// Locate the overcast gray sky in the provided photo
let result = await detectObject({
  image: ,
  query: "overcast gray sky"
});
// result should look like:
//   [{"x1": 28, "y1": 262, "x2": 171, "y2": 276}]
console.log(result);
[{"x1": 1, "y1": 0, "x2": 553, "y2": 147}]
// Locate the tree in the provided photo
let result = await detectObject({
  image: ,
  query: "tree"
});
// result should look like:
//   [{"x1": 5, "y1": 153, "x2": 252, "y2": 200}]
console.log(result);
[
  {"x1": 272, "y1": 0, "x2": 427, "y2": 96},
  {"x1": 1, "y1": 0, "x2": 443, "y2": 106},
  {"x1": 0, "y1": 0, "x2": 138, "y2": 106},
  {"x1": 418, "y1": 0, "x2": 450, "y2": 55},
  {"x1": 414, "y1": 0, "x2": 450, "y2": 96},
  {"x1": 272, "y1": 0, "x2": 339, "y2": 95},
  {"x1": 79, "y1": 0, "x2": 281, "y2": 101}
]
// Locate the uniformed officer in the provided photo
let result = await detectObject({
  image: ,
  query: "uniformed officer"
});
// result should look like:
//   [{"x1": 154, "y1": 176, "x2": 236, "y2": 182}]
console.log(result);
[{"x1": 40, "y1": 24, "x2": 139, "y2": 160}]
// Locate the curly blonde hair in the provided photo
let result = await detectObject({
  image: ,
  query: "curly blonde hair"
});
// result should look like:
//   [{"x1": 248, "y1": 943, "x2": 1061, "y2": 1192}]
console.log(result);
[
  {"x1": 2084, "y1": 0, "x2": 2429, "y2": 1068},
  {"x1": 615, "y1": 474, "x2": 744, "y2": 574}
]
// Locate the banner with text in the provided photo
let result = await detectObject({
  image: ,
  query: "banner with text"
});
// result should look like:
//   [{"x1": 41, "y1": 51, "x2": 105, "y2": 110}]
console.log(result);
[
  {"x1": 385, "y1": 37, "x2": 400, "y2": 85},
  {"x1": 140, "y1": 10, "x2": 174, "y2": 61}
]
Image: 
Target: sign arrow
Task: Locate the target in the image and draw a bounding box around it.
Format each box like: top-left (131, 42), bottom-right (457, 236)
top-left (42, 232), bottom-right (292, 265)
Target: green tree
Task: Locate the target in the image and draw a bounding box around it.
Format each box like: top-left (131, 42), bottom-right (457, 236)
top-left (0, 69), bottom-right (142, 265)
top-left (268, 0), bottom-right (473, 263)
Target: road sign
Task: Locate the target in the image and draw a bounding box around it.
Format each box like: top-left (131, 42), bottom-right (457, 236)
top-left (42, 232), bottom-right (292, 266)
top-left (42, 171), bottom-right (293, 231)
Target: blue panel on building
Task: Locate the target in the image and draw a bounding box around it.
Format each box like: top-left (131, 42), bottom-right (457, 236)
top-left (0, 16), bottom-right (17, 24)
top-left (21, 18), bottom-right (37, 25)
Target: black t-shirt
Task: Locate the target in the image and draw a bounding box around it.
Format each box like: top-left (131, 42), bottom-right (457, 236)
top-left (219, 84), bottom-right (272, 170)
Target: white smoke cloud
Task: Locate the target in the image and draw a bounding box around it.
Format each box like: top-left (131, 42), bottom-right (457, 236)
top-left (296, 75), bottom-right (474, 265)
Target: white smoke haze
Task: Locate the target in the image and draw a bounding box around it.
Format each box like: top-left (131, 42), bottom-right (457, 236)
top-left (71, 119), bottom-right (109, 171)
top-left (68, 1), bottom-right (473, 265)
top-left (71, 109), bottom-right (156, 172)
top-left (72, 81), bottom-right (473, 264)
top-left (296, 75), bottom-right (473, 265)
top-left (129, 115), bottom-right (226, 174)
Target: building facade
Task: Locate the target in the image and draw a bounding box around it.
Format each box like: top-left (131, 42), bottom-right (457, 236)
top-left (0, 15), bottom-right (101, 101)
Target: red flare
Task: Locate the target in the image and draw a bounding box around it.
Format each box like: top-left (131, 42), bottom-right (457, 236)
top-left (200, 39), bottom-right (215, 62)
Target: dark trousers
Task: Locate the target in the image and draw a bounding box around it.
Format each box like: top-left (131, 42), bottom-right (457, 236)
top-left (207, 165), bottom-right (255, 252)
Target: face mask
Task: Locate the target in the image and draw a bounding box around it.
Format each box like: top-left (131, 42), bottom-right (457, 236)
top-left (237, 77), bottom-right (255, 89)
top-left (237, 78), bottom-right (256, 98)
•••••
WHAT TO PRODUCE: Look for the word "gray" in the listing above and state how many lines have it; give the number and nothing else.

FINAL ANSWER: 2